[Photo-based referring expression data]
═══

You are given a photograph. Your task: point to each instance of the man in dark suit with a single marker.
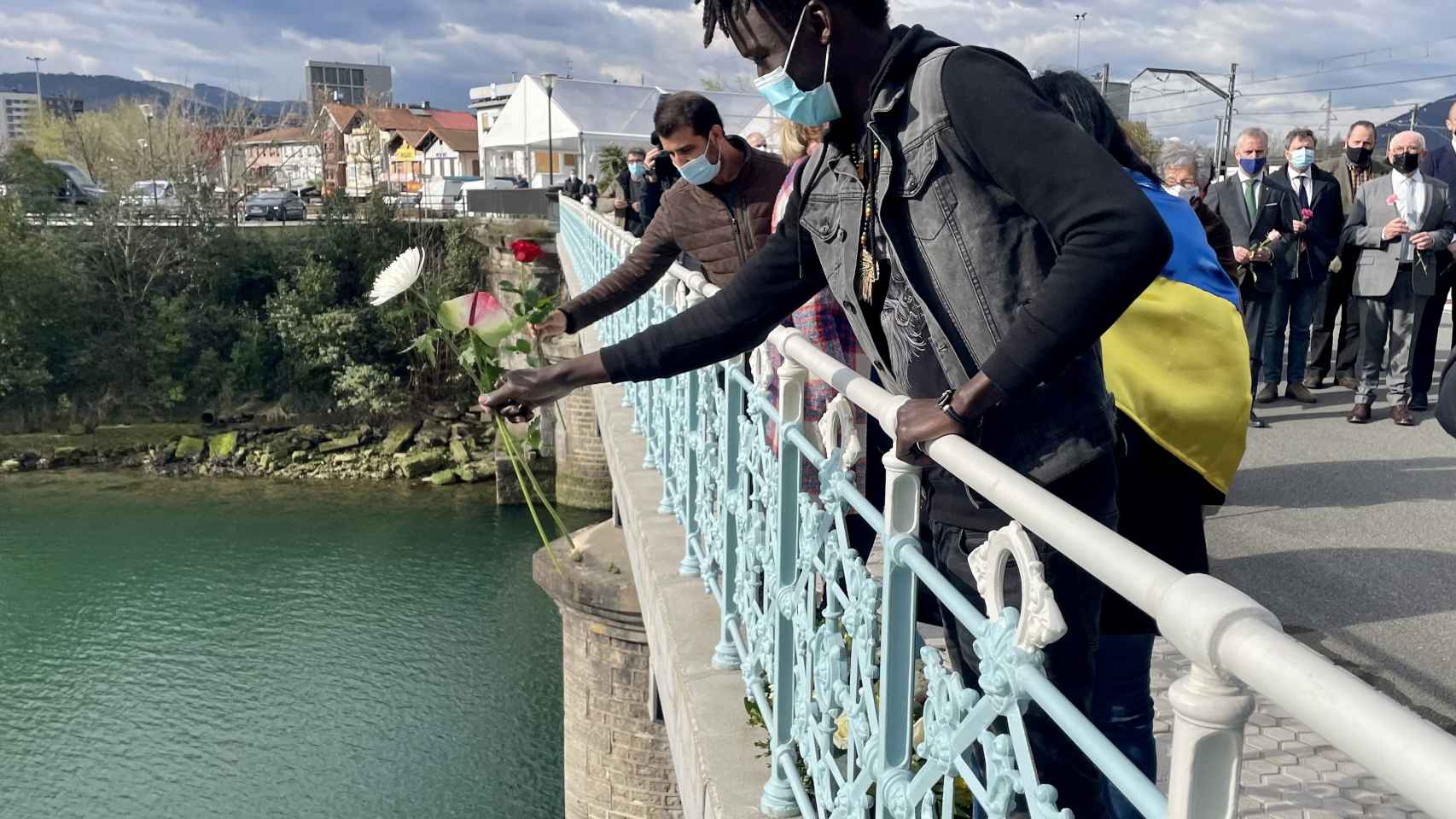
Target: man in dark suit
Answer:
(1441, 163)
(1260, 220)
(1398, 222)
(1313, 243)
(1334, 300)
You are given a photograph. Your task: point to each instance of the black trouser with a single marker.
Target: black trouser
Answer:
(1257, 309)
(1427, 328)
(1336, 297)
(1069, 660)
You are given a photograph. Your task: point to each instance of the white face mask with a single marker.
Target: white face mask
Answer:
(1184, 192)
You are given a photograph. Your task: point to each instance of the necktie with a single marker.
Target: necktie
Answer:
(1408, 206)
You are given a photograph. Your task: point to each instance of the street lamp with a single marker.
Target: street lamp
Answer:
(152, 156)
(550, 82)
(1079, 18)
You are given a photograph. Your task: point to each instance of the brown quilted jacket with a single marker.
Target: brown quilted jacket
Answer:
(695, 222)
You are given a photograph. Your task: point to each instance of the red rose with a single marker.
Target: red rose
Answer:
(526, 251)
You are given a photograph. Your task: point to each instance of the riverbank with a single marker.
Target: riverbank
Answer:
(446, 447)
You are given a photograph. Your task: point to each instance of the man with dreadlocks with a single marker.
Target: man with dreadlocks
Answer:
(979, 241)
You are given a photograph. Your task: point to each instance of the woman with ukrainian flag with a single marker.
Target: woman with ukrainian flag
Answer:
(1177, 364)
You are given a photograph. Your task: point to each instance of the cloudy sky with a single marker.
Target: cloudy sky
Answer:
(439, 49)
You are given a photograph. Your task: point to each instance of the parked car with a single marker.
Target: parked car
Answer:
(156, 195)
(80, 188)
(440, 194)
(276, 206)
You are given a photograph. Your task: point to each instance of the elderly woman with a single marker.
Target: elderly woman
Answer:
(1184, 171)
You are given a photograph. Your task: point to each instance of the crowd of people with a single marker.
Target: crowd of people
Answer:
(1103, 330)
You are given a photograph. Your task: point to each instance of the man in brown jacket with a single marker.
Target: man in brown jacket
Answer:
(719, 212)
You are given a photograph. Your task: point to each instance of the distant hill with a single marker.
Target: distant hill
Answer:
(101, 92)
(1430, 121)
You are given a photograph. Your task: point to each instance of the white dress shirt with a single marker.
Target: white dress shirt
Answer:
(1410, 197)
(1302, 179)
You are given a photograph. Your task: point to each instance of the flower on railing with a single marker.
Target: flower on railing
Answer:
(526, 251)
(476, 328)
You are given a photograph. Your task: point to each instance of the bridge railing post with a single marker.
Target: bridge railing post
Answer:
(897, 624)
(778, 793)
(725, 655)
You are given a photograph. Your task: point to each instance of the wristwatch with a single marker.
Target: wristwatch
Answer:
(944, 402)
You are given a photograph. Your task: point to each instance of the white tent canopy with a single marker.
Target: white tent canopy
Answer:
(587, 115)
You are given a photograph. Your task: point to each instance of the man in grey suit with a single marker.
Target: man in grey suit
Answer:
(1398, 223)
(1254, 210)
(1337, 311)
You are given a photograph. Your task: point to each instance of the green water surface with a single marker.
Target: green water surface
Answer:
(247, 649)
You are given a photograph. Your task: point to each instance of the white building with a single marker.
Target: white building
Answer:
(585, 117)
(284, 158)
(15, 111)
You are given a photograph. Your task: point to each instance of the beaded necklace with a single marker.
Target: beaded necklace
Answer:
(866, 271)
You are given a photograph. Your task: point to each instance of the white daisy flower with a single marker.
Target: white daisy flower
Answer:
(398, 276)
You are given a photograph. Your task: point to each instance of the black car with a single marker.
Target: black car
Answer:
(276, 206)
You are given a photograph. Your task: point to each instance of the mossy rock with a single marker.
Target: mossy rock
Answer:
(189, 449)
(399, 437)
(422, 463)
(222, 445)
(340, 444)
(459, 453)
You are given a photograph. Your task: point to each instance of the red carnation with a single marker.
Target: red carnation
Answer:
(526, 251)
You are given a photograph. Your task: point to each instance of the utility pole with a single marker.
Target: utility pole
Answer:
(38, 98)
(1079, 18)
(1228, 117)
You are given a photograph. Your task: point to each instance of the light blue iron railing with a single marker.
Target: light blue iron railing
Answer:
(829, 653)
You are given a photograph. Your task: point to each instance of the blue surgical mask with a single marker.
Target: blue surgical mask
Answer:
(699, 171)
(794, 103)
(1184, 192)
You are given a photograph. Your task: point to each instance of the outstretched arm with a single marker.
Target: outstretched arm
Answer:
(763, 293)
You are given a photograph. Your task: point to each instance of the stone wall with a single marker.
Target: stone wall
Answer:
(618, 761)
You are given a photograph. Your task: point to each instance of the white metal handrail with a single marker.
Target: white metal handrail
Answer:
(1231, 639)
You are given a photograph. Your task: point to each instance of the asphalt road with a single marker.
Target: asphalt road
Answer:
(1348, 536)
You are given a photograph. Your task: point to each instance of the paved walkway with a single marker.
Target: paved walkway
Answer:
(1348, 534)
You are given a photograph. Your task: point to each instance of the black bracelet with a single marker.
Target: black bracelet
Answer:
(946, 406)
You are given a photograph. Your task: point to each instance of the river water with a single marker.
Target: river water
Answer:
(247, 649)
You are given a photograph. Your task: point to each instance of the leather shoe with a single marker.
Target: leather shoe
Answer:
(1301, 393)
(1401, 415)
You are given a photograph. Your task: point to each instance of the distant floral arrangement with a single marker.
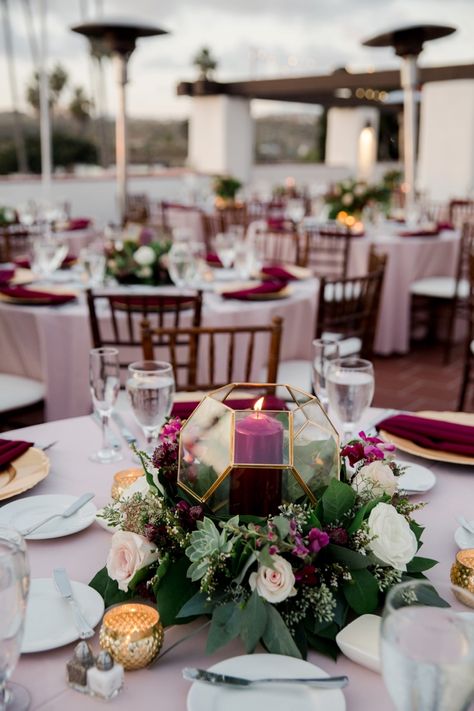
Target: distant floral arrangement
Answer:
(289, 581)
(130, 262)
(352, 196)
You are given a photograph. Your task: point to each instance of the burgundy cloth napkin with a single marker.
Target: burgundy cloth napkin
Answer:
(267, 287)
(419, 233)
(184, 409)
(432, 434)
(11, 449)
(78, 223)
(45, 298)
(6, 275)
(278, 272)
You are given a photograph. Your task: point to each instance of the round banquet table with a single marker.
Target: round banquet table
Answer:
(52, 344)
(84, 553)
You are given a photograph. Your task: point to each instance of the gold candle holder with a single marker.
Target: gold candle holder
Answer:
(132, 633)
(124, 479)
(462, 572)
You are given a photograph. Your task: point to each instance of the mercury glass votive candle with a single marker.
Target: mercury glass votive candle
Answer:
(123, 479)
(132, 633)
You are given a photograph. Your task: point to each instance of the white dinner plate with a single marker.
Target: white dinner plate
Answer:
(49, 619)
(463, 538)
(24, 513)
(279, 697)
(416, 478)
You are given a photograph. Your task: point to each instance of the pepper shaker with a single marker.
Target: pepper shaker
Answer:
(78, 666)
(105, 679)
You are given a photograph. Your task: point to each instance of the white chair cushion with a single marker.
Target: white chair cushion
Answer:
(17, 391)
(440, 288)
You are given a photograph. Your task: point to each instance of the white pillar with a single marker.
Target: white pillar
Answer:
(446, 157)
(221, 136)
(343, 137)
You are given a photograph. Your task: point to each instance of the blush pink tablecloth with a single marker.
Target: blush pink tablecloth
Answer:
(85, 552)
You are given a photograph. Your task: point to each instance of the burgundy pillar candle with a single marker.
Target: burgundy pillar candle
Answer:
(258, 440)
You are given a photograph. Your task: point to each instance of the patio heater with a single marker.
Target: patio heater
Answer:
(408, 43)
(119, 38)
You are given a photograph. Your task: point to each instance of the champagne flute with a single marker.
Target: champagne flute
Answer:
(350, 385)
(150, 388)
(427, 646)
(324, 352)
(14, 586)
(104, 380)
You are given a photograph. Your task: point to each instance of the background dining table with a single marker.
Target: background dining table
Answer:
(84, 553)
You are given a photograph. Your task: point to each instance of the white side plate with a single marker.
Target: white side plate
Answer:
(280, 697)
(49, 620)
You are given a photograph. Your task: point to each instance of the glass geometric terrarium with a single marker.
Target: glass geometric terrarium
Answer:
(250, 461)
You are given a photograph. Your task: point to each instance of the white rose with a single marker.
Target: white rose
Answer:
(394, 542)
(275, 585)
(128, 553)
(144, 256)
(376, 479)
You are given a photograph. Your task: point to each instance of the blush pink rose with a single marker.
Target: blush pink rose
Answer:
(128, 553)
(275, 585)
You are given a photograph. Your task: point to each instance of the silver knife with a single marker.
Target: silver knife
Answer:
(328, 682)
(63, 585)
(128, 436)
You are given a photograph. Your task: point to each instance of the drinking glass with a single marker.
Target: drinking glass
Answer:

═══

Can you quote exactly the lines from the one containing "knife with a single marker." through the last line of the records above, and nothing else?

You are given a photograph. Your task: point to each instance of the silver knife with a single marker.
Target: silver knife
Answer:
(328, 682)
(63, 585)
(128, 436)
You are given a photograph. Your task: point to each instance of the drinking glass with a single marker.
Target: drinking glass
Answer:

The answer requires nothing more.